Task prompt:
State how many lines in the items below contain the string "grass", giving the number alone.

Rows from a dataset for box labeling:

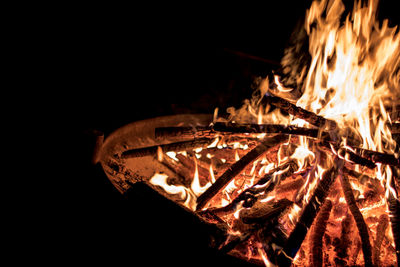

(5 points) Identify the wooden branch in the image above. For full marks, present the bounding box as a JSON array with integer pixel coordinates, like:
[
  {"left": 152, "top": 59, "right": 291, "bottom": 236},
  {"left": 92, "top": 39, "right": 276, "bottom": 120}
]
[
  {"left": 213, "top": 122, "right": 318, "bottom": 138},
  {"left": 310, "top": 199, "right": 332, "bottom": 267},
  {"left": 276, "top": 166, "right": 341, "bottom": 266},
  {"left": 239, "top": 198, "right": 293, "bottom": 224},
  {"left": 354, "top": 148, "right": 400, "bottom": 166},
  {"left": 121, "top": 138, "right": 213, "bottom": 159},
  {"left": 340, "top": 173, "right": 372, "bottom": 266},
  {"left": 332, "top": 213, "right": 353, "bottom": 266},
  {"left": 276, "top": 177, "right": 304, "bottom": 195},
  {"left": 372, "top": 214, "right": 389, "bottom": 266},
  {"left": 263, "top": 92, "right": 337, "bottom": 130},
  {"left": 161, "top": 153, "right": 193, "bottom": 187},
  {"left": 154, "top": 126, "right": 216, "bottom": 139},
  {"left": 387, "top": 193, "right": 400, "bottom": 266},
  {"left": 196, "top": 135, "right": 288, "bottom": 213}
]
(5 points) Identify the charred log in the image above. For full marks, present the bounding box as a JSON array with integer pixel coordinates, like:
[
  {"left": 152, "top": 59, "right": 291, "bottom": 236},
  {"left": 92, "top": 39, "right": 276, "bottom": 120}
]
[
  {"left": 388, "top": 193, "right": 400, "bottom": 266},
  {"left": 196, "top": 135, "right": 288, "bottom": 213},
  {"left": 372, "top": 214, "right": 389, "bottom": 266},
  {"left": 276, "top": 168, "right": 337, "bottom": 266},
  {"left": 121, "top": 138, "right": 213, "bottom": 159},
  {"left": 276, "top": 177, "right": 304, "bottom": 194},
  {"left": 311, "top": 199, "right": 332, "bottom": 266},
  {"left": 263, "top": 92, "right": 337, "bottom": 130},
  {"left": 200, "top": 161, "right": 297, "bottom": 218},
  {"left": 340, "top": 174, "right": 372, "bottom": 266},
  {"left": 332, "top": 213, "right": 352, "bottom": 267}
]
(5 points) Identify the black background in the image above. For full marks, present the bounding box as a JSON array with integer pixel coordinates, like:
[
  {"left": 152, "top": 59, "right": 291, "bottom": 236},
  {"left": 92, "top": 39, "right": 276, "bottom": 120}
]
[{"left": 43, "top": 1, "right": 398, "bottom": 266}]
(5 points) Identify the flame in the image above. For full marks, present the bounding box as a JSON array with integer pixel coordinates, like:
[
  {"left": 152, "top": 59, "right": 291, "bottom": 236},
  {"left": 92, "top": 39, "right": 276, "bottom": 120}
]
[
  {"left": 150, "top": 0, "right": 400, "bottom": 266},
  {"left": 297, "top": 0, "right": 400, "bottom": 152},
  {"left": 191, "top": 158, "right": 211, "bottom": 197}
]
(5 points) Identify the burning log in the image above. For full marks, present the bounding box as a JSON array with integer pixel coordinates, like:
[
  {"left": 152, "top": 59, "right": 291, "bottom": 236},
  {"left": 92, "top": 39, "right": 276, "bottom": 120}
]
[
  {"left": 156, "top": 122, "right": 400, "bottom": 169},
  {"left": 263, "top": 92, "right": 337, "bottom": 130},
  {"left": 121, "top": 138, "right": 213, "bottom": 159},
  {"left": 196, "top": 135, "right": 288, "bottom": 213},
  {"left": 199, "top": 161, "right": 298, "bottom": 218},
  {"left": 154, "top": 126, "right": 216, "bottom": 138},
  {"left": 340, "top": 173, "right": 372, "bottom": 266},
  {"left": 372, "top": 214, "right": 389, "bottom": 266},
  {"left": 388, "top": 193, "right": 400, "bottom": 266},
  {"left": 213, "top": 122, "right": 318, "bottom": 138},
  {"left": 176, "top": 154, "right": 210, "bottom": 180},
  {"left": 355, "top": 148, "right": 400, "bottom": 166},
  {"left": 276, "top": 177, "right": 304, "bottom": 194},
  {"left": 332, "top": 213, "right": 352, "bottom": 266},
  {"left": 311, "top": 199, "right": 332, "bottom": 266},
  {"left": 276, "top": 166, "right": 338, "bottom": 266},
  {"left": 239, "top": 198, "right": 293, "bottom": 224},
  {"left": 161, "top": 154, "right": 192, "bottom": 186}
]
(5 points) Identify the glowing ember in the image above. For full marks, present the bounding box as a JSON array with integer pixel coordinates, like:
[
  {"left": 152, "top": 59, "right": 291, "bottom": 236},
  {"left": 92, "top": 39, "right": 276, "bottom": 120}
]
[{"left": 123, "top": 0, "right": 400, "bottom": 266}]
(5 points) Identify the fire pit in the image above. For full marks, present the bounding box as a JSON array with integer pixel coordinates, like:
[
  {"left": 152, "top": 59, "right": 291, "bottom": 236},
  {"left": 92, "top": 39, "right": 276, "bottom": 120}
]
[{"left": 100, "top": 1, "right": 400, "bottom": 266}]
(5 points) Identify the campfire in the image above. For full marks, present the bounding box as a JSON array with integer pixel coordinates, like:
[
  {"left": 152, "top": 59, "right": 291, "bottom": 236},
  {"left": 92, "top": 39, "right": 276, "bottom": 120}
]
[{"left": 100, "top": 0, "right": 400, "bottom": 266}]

...

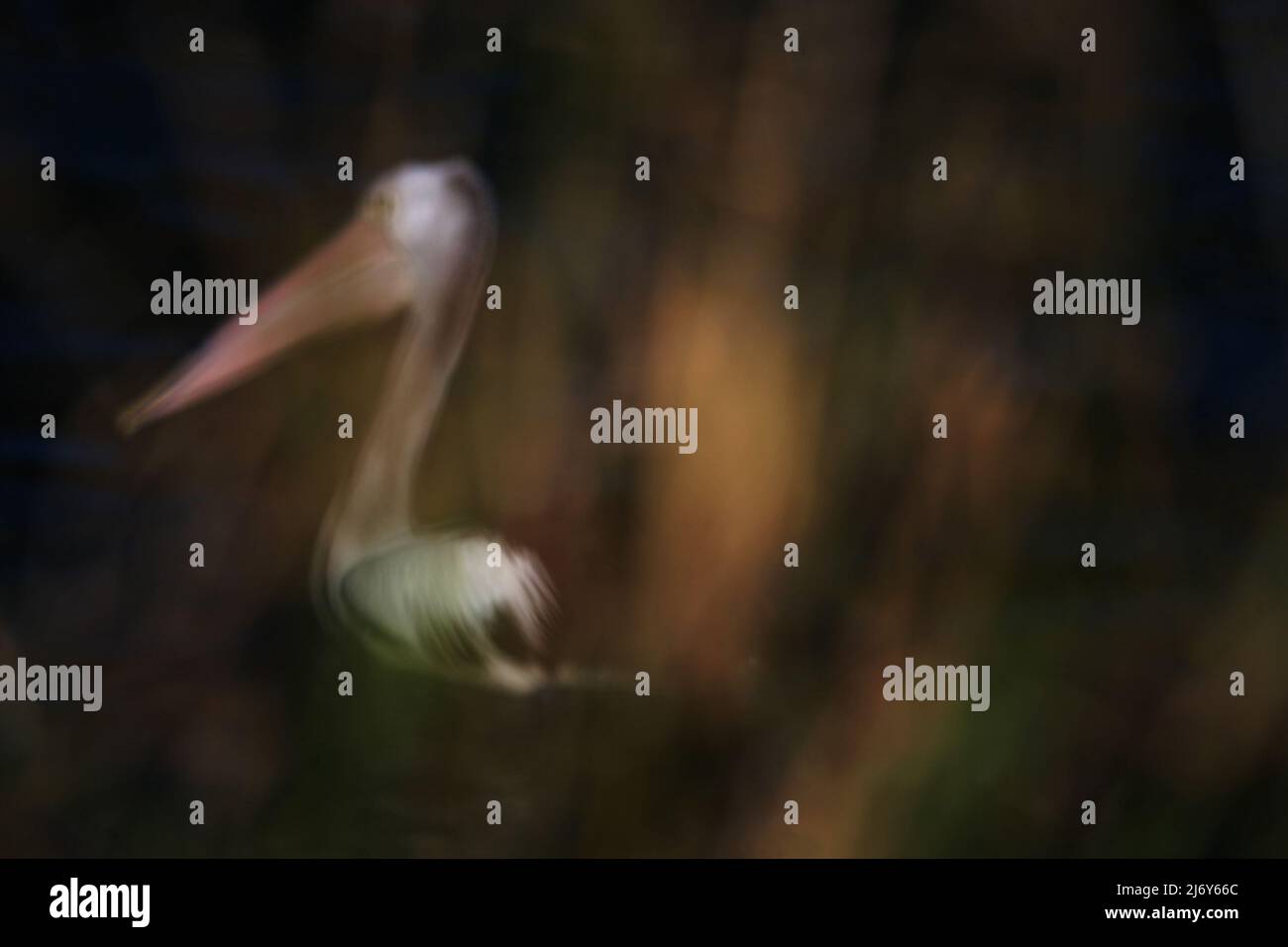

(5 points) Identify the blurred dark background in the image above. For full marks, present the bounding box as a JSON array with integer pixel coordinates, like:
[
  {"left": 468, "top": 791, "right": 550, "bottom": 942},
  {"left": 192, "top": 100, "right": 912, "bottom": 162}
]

==

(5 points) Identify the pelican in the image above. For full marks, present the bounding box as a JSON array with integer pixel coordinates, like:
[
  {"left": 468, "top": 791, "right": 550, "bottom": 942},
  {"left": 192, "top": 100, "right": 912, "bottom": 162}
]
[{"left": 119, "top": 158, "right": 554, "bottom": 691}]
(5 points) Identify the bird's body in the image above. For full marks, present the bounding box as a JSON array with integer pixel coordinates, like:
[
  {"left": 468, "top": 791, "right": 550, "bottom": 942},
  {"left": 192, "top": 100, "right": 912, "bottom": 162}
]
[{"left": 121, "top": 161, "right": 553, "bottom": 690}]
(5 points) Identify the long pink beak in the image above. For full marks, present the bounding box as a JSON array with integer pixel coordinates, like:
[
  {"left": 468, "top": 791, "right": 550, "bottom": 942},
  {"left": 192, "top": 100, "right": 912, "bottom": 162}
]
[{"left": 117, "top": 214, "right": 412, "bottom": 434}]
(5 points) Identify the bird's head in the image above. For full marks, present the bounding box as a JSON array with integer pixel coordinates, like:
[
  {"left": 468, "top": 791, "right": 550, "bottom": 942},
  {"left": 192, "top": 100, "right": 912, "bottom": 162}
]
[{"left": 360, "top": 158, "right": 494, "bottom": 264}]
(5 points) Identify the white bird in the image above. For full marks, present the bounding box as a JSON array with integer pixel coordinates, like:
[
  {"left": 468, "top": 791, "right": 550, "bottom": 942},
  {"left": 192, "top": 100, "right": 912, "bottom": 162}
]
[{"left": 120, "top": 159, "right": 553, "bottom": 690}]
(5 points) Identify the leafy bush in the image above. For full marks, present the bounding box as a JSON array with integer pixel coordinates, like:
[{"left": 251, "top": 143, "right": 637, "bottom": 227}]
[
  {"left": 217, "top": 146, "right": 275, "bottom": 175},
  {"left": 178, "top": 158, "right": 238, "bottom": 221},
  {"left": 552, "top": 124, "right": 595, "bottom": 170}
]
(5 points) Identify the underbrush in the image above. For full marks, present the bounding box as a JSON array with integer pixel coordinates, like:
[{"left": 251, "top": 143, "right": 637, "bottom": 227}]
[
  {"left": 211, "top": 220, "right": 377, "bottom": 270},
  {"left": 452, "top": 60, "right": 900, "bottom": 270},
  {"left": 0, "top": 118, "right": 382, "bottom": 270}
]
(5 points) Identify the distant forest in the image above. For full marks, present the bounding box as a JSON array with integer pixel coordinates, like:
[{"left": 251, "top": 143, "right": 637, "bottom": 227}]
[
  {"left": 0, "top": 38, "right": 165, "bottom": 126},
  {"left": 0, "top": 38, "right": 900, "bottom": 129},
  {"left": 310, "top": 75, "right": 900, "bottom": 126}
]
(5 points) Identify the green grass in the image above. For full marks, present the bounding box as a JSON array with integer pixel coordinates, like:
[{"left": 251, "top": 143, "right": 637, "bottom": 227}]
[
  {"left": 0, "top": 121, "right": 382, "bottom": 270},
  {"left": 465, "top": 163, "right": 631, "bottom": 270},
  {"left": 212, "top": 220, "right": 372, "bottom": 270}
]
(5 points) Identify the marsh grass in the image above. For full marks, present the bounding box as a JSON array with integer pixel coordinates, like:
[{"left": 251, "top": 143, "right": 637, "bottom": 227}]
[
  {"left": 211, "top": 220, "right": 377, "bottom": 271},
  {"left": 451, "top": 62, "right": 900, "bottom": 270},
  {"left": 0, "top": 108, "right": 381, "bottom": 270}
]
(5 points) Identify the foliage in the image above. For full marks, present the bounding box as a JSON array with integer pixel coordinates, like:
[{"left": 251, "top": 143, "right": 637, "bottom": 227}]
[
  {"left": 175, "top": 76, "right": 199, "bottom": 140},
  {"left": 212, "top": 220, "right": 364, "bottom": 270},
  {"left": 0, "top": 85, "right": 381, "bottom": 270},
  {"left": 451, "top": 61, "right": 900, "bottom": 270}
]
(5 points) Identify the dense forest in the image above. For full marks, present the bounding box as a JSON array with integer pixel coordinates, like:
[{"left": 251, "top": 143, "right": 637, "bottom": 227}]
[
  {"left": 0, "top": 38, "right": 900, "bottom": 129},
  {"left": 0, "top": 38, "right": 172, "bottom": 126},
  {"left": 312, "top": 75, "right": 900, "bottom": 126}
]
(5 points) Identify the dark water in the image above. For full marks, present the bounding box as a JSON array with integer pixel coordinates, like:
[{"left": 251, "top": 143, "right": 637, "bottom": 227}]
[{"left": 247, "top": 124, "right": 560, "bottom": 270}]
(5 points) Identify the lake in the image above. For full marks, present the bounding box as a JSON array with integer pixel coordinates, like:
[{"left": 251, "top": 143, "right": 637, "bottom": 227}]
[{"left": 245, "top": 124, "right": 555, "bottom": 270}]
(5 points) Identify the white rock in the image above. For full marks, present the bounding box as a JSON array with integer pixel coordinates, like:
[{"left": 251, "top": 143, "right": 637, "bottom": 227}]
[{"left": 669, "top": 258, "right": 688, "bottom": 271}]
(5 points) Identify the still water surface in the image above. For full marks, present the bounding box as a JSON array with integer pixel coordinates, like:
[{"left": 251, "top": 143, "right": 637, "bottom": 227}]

Finished exercise:
2